§ DIRECTIONS FOR THIS TASK
Drop the images; return everything else in the listing below exactly.

§ DATASET EXTRACT
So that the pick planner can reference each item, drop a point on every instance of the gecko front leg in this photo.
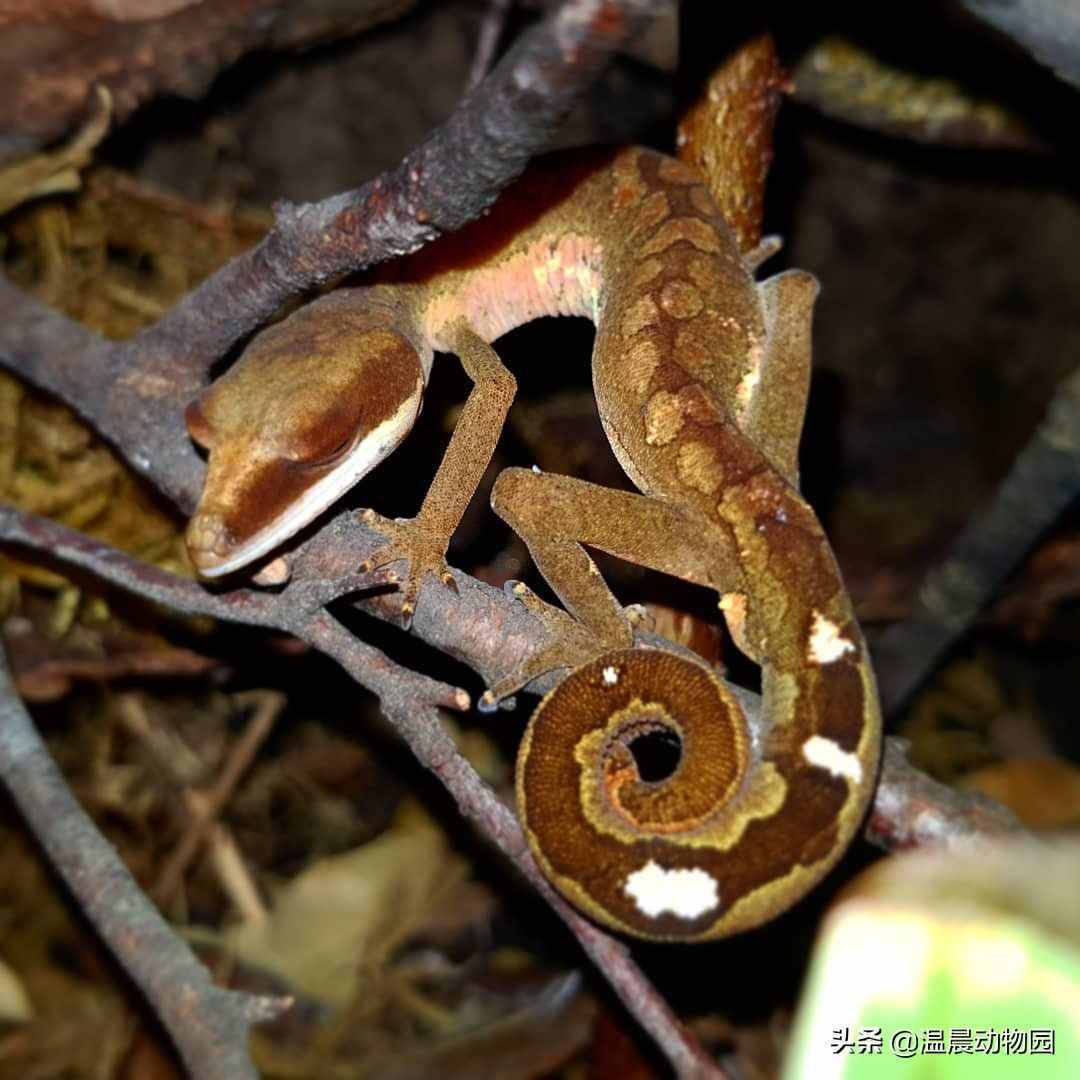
(422, 540)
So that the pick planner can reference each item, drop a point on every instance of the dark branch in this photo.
(1048, 29)
(408, 700)
(207, 1024)
(134, 393)
(1041, 484)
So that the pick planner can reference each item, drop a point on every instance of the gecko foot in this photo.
(414, 540)
(567, 644)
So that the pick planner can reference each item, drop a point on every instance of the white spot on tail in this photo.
(827, 755)
(826, 645)
(686, 893)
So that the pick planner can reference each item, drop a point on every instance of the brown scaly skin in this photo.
(701, 378)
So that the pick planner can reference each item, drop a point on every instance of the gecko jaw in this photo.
(207, 534)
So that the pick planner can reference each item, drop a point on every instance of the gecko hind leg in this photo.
(555, 516)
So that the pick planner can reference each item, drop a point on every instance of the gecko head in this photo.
(313, 404)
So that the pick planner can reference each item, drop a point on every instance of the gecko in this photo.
(701, 376)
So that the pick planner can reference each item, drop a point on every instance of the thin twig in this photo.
(268, 706)
(208, 1025)
(408, 700)
(909, 808)
(1043, 481)
(134, 392)
(491, 27)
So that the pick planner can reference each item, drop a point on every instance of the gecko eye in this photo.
(332, 458)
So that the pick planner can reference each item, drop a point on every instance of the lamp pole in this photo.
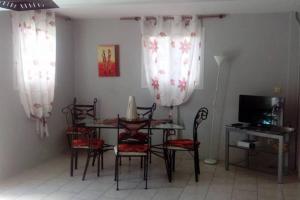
(210, 160)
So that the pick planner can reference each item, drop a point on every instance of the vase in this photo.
(131, 109)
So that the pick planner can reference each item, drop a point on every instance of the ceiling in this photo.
(81, 9)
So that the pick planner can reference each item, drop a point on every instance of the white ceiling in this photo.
(81, 9)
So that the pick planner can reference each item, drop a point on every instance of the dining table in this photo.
(163, 126)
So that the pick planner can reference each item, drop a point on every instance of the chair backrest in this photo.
(146, 112)
(199, 118)
(68, 112)
(129, 132)
(83, 111)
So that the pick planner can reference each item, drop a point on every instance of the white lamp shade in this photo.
(219, 60)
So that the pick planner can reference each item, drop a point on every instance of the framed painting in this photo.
(108, 60)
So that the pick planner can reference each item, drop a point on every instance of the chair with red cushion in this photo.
(82, 138)
(191, 145)
(94, 147)
(132, 142)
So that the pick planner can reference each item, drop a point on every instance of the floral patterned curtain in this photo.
(171, 57)
(34, 42)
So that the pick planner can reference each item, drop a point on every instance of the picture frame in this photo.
(108, 60)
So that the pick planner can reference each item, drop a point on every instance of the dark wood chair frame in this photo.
(80, 112)
(125, 125)
(144, 113)
(171, 152)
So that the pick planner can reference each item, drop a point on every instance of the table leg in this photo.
(280, 159)
(227, 149)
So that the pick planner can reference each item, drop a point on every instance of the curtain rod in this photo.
(220, 16)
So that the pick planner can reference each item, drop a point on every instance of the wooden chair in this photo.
(190, 145)
(82, 138)
(146, 112)
(132, 142)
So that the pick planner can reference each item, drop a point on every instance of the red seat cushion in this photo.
(183, 143)
(140, 137)
(139, 148)
(78, 130)
(85, 143)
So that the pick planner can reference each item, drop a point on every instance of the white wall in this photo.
(20, 146)
(256, 44)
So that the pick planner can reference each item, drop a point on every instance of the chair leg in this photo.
(102, 164)
(198, 160)
(167, 164)
(94, 158)
(117, 173)
(173, 160)
(141, 162)
(196, 165)
(86, 164)
(71, 163)
(146, 171)
(116, 164)
(76, 159)
(99, 152)
(170, 164)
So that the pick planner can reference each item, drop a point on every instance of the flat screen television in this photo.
(261, 110)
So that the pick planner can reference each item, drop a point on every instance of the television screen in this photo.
(261, 110)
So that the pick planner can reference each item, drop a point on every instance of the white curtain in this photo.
(171, 57)
(34, 43)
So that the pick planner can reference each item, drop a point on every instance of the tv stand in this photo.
(278, 133)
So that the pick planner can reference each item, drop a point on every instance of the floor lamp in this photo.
(210, 160)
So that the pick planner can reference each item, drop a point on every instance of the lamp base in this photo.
(210, 161)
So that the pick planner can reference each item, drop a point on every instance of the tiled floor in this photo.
(51, 180)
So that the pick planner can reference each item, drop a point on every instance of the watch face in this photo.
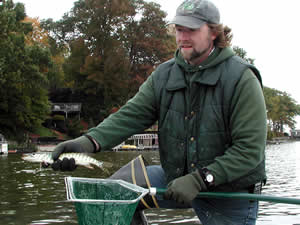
(209, 178)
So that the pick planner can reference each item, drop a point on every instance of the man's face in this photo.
(195, 44)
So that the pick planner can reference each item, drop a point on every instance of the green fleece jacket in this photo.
(193, 117)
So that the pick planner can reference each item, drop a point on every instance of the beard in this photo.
(195, 55)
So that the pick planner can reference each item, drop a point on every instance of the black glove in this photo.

§ RESULT BELOW
So that the pick planner can reference each item, drop a point on every instance of the gecko front leg in this photo.
(422, 540)
So that the pick planner can reference each item, drop a point on every instance of the dark branch in this photo.
(1048, 29)
(408, 700)
(207, 1024)
(134, 393)
(1041, 484)
So that the pick planner can reference each item, drop a point on every instance of the gecko foot in this photo.
(414, 540)
(567, 644)
So that the pick planner can reference each item, drop a point on every instance of the white spot on tail in this photo.
(827, 755)
(826, 645)
(686, 893)
So that the pick planner can reference each item, drop a point on every instance of the brown scaly skin in this photo.
(701, 378)
So that the pick planner can reference each item, drop a point on every instance of the gecko jaw in this photo.
(207, 534)
So that the pick planner can reference each item, drop a point on every instance of the gecko hind leg in this photo.
(555, 516)
So that the pick planner can reference each item, drop a point on every instance of the gecko head in this photo.
(313, 404)
So that the pick planner can reference each item, drop a point on every instance of the gecko in this photo.
(701, 376)
So that the pick planner can reference each item, drop a point on every instance of the thin twig in this photo.
(268, 706)
(208, 1025)
(408, 700)
(909, 808)
(1043, 481)
(134, 392)
(491, 27)
So that the pick planner can reference each item, drop a point on every instance of the gecko eye in this photo.
(332, 458)
So that the pick planner can reference each item, drop a point on every instance of the lamp pole in this photo.
(210, 160)
So that the pick planner can reference each item, drop a point on every instance of the vase in this photo.
(131, 109)
So that the pick planner can reference each item, drop a point on every instance of the ceiling in this photo.
(81, 9)
So that the pick planner can reference each item, drop a point on every instance of the white ceiling in this photo.
(81, 9)
So that the pick planner can reference each item, drop a point on every instance of the dining table in this photo.
(163, 126)
So that the pick planner can reference each item, drop a point on every instance of the chair backrest in this photo.
(146, 112)
(199, 118)
(68, 112)
(129, 132)
(83, 111)
So that the pick planner can reference each item, drop a point on every instance of the white lamp shade in this photo.
(219, 60)
So that the pick planner can reference each item, drop a point on every instance of the framed painting in this photo.
(108, 60)
So that the pick planner can reference each item, drop a point on every instance of the chair with red cushion in this photo.
(82, 138)
(191, 145)
(94, 147)
(132, 142)
So that the pick planner can reference each item, drop a point on every instance of the floral patterned curtain in this photo.
(171, 57)
(34, 42)
So that the pick planner can reference each item, drop a point on every instance of the picture frame in this photo.
(108, 60)
So that the pick planner can reference each item, drop a point on every instance of the dark wood chair frame in this photo.
(80, 112)
(125, 125)
(144, 113)
(171, 152)
So that the pick planner can reference each item, drop a point on every instance of the table leg in this photo.
(280, 159)
(227, 149)
So that the pick planner can reference each item, drop a point on every instance of the curtain rod in this photo.
(220, 16)
So that the pick planner can reference each item, drop a point on every instance of the wooden chair in this photo.
(190, 145)
(82, 138)
(146, 112)
(132, 142)
So that the pick planner can reference each item, drop a point on every instance of the red seat cushion in this photo.
(183, 143)
(140, 137)
(139, 148)
(78, 130)
(85, 143)
So that the pick planner can reference each item, drop a point on every instance of the white wall in this photo.
(20, 146)
(256, 44)
So that the pick planner can reference each item, drop a point on every instance of the chair leg in this photo.
(102, 164)
(198, 160)
(167, 164)
(94, 158)
(117, 173)
(173, 160)
(141, 162)
(196, 165)
(86, 164)
(71, 163)
(146, 171)
(116, 164)
(76, 159)
(99, 152)
(170, 164)
So that the pick planner can reference each item, drop a point on every instance of the flat screen television in this photo.
(261, 110)
So that the pick planner can reference each item, drop a point on every instance of the television screen in this photo.
(261, 110)
So that the pick planner can reference each item, drop a point on every instance of the white curtain in this photo.
(171, 57)
(34, 43)
So that the pick planner can reference each item, drop a point on every instance of the tv stand in this photo.
(278, 133)
So that the pick planner can reference each item, drop a point on every instance of the floor lamp in this photo.
(210, 160)
So that the pick planner can reference each item, drop a point on every instance of the lamp base in this photo.
(210, 161)
So that the pick planner can reference each item, drop a point on every instance of the tiled floor in this photo.
(51, 180)
So that the pick planner can reference each item, drop a point on every instance of the watch face in this photo.
(209, 178)
So that the pick planner can reference each item, drop a point on every instance of the man's face in this photo.
(195, 44)
So that the pick planner can reference each item, drop a point on every instance of the green fleece jacket in this photo.
(193, 117)
So that the pick planner can reference each item, drop a point on every instance of the beard in this photo.
(195, 55)
So that the pick planner can reference each item, drop a point on every instance of the black glove in this photo.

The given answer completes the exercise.